◆ Belge alıntısı
....

Savaşmak sevişmek, taktir edilmek, beğeni kazanmak: İnternet’teki oyunlar ve arkadaşlık siteleri uygulamalarına bu yüzden mi çok düşkünüz? Oyunlarda savaşıyor, hırs yapıyor, zafer elde ediyoruz. Sosyal medyada beğeni ve takdir almak için varız. Çöp çatan sitelerinde ise temel içgüdümüzü tatmin etmeye çalışıyoruz. Peki insana özgü tüm bu temel fiziksel ve manevi ihtiyaçları İnternet’ten mi bekliyoruz?
Günümüzde o kadar çok oyun ve uygulama var ki. Savaşmak sevişmek ve takdir edilmek gibi her ihtiyaç bu uygulamalardan sağlanıyor. Düşünsenize bir, aslında İnternet denen şey bir zamanlar sadece blogların ve basit iletişimin dünyasıydı. GPRS ilk çıktığında çok heyecanlanmıştım mesela 🙂 Sonradan, günümüzde bildiğimiz İnternet oldu. (inter-net : basit anlamda ağlar arası demektir). Hani o bildiğiniz İnternet ve neredeyse su diye içtiğimiz cigabaytlar (gigabyte). Doğal olarak bu cigabaytlarımızı da bitiren uygulamaların kendisi oluyor.

....

◆ Saklanan kayıtlar
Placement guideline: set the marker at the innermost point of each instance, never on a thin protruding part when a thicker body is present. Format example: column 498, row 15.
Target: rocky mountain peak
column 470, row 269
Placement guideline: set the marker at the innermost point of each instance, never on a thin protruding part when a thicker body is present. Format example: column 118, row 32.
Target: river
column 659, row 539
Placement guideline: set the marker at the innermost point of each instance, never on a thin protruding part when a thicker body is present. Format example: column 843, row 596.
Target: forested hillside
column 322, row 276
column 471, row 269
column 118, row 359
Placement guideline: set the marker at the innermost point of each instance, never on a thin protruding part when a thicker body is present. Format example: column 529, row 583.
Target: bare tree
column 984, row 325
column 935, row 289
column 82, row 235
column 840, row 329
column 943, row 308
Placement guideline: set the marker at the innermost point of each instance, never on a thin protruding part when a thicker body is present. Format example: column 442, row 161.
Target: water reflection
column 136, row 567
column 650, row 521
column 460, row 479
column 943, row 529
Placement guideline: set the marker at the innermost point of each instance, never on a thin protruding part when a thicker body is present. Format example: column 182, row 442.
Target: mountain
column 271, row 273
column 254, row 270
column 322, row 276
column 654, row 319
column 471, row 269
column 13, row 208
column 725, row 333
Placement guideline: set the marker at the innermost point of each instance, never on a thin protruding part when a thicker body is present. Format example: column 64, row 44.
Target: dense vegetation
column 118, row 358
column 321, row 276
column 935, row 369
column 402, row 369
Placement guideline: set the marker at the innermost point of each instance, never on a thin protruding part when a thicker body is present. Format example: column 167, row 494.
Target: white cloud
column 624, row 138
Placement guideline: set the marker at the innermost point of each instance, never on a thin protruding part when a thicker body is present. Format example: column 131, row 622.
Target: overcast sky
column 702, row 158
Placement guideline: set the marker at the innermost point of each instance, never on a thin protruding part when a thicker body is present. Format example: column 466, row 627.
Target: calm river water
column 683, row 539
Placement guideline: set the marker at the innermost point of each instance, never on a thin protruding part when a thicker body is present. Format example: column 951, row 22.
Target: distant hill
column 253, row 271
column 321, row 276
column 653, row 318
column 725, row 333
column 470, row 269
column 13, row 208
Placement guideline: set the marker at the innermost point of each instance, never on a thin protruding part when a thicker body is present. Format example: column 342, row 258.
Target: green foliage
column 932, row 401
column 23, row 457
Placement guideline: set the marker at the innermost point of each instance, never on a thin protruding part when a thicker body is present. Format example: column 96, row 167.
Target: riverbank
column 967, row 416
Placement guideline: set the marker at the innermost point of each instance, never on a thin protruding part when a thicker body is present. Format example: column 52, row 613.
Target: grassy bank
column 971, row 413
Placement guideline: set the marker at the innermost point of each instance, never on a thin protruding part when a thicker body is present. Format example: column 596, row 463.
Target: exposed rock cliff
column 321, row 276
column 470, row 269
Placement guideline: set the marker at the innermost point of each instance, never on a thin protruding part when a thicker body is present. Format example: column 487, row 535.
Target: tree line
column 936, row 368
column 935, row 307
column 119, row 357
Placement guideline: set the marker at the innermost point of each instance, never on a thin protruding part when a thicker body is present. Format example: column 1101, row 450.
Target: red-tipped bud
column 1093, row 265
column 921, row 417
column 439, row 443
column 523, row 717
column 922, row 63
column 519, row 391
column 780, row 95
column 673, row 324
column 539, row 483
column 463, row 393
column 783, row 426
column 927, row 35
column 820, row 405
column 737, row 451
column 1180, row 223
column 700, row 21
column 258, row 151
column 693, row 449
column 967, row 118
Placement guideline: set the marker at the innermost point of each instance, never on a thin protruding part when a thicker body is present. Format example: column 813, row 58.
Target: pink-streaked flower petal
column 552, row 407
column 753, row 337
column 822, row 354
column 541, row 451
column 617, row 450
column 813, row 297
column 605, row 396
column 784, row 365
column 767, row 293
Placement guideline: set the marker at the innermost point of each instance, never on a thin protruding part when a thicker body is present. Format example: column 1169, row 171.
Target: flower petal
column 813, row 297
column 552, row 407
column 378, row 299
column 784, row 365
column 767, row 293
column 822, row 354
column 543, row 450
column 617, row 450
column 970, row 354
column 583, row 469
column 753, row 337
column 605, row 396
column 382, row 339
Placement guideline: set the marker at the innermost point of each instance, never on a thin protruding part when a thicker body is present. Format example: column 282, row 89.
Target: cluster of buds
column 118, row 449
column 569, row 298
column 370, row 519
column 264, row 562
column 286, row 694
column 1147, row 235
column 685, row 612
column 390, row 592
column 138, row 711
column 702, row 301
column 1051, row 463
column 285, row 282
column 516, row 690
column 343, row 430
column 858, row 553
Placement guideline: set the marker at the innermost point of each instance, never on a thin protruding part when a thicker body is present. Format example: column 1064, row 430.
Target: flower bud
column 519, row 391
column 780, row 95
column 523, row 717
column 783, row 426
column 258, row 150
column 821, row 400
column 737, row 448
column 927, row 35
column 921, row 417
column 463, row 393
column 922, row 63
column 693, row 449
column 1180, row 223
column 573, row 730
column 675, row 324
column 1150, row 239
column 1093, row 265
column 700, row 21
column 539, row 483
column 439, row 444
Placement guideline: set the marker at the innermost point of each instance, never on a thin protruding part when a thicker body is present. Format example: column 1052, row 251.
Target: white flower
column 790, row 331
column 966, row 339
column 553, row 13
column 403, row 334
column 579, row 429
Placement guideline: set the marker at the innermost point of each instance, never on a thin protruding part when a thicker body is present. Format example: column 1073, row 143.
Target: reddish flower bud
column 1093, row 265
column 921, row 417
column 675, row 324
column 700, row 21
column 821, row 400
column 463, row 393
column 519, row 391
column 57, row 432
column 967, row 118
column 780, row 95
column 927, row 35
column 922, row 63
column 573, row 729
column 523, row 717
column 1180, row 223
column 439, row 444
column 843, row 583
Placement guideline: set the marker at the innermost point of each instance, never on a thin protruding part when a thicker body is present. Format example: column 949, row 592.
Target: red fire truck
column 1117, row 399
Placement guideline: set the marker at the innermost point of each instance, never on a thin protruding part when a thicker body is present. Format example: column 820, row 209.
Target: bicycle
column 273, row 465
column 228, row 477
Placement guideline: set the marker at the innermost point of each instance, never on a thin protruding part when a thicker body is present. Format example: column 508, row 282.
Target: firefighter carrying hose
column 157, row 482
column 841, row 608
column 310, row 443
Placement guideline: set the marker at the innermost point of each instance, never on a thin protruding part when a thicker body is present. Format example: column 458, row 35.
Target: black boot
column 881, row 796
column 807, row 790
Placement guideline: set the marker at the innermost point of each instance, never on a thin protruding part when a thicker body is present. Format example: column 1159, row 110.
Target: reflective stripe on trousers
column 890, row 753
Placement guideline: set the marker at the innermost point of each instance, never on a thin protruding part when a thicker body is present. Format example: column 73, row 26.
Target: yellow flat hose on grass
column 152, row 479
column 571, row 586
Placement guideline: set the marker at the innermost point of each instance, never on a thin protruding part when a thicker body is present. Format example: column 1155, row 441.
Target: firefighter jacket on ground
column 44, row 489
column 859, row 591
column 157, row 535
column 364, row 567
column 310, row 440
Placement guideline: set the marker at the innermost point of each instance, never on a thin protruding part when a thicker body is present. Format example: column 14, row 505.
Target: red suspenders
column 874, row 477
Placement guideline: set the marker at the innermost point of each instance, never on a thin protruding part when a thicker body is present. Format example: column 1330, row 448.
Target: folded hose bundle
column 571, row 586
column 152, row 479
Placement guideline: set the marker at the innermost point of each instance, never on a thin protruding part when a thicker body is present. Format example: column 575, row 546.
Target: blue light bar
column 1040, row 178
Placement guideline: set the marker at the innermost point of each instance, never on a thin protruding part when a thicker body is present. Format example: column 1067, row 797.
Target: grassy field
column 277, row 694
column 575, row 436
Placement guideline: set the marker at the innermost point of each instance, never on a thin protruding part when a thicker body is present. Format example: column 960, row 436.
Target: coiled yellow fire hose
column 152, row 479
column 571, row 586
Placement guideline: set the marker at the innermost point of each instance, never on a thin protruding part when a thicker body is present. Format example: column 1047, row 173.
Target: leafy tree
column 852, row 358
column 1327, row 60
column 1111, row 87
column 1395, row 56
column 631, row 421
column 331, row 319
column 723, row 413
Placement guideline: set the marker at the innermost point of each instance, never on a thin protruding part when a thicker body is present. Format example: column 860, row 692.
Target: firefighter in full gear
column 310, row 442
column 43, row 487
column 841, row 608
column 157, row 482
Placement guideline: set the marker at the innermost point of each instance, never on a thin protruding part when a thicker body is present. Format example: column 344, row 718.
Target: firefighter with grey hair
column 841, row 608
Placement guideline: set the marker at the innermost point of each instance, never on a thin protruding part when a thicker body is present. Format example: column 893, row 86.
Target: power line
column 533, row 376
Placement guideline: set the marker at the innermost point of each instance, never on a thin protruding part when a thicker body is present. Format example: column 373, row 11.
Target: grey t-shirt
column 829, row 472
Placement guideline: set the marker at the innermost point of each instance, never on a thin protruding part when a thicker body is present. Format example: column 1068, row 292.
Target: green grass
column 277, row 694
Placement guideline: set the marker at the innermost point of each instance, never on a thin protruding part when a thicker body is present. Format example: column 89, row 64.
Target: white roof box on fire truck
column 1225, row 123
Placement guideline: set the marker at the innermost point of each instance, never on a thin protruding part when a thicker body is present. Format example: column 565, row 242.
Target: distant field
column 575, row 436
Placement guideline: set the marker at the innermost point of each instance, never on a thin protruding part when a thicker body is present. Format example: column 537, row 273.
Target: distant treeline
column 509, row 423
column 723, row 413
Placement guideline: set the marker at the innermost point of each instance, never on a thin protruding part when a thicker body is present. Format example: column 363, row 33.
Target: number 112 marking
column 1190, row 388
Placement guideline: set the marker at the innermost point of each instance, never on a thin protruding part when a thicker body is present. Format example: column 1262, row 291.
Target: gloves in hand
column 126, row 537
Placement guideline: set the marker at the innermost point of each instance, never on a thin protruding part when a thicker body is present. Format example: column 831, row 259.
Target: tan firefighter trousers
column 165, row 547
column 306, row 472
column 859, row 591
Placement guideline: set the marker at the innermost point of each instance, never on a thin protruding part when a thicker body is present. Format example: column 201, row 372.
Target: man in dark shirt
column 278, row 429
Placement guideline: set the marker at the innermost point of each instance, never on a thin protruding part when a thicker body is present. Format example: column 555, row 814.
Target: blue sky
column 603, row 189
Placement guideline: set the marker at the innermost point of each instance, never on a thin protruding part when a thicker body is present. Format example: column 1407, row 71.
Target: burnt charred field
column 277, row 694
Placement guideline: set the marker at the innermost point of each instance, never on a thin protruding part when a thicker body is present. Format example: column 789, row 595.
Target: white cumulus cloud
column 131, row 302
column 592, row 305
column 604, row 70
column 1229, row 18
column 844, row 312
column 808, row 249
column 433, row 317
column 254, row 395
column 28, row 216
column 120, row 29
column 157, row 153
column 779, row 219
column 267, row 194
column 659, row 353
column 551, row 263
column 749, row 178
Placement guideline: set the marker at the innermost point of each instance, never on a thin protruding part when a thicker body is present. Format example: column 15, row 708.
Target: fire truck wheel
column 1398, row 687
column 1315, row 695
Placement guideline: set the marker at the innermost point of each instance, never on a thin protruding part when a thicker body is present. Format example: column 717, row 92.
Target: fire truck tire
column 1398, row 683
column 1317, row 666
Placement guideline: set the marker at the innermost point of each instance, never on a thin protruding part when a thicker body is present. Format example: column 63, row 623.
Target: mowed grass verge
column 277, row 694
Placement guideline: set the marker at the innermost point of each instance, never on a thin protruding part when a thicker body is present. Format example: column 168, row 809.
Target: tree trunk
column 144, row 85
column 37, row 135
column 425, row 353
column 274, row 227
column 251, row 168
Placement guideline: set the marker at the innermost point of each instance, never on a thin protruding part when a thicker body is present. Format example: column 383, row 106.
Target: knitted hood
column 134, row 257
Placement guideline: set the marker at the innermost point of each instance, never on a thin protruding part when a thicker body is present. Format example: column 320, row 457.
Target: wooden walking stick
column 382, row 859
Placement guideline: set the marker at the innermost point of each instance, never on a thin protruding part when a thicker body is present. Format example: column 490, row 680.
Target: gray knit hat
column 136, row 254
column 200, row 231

....

◆ Yapılacaklar
1 – İnternet yazısına göre "inter-net" kelimesi basit anlamda ne demektir?
2 – Lütfen İnternet yazısını son cümlesinden sonra sürdürün.

◆ Sırayla yanıtlar
1 – Ağlar arası demektir.

2 –
Bazı GSM şebekelerinin cigabayt paketleri falan da ay sonunu getirmeye anca yetiyor. Hepsi tamamen ihtiyacımıza göre şekil alan ticari bir sektördür bu İnternet dediğimiz fenomen. Ve her ne kadar insanları sözde uzak tutmaya çalışsalar da, sosyalleşin, parka gidin gezin tozun gibi hatırlatsalar da, insanların internete ilgisi parkta bile devam ediyor. Yani park ve internet ikilisinden bahsediyorsak çok sıkıntı yok keyif alın. Ancak aşırı anti sosyal biri haline gelmemek gerekiyor. Öte yandan internet sosyalleşmenin dahi tam ortasında. Yani savaşmak sevişmek taktir edilmek olgularının hepsi internet sayesinde gerçekleşiyor. Yani bildiğimiz internet mutlulukları
Hangimizin telefonunda, tabletinde, sevdiğimiz oyunlar yok? Mutlaka vardır. Mesela ben tam bir oyun severim, ve *Moba oyunları tam ilgi alanım. Örneğin en bilinenlerinden olan Mobile Legends: Bang Bang, Arena of Valor gibi oyunlar. 3’e3 4’e4 5’e5 oyunlar ve savaşlar var ya.. Ofuiii olaay… Öyle ki, savaşa, yenmeye, yenilgiye doyuyorsun. Ayrıca uygulama içinden sohbet edebildiğiniz bölümler de var.
Hele ki arka fondaki poh pohçu kızın sözleri ise şöyle. E tabi ben sadece kelimelere vurgu yapabilirim, sizin o andaki müzikle birlikte gaza gelişiniz veya heyecanınızı sağlayan ise arka plandaki sesin kendi. İşte o sözlerden bazıları şöyle.. her iki oyundan da karışık bir kaç tane yazdım. Ve youtube videolarını ekledim.
You have defeated an enemy : Bir düşmanı mağlup ettin ( e tabi arkada coşkulu bir sesle)
An enemy has been slained: Bir düşman katletidildi
An enemy tower was defeated: Düşman kulesi yıkıldı
Victory: Zafer
Godlike: Manyak
Your team has destroyed a Tower: Takımınız bir kuleyi yok etti
Ve daha buraya yazmadığım onlarca gaza getirici sözler. Alttaki videoda oyunun, orijinal seslerini dinleyebilirsiniz. Ancak videodaki sesler ham kayıtlar. Yani efekt ve müziklerle güçlendirilmemiş. Ama yine de ne demek istediğimi anlayacaksınız.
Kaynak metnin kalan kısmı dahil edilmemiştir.